EXERCISE PASSAGE:
· · · · · · ·

Method Evaluations for Adsorption Free Energy Calculations at the Solid/Water Interface through Metadynamics, Umbrella Sampling, and Jarzynski's Equality

Abstract Considerable interest in characterizing protein/peptide–surface interactions has prompted extensive computational studies on calculations of adsorption free energy. However, in many cases, each individual study has focused on the application of free energy calculations to a specific system; therefore, it is difficult to combine the results into a general picture for choosing an appropriate strategy for the system of interest. Herein, three well‐established computational algorithms are systemically compared and evaluated to compute the adsorption free energy of small molecules on two representative surfaces. The results clearly demonstrate that the characteristics of studied interfacial systems have crucial effects on the accuracy and efficiency of the adsorption free energy calculations. For the hydrophobic surface, steered molecular dynamics exhibits the highest efficiency, which appears to be a favorable method of choice for enhanced sampling simulations. However, for the charged surface, only the umbrella sampling method has the ability to accurately explore the adsorption free energy surface. The affinity of the water layer to the surface significantly affects the performance of free energy calculation methods, especially at the region close to the surface. Therefore, a general principle of how to discriminate between methodological and sampling issues based on the interfacial characteristics of the system under investigation is proposed.

· · · · · · ·

DATA EXTRACTS:
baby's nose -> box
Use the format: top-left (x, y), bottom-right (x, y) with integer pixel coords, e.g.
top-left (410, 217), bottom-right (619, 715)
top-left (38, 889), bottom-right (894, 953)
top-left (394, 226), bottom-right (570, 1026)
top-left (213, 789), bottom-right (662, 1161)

· · · · · · ·

TASK TO COMPLETE:
Please answer from the abstract on adsorption free energy calculations: which method showed the highest efficiency for the hydrophobic surface?

RESPONSE TO THE TASK:
Steered molecular dynamics.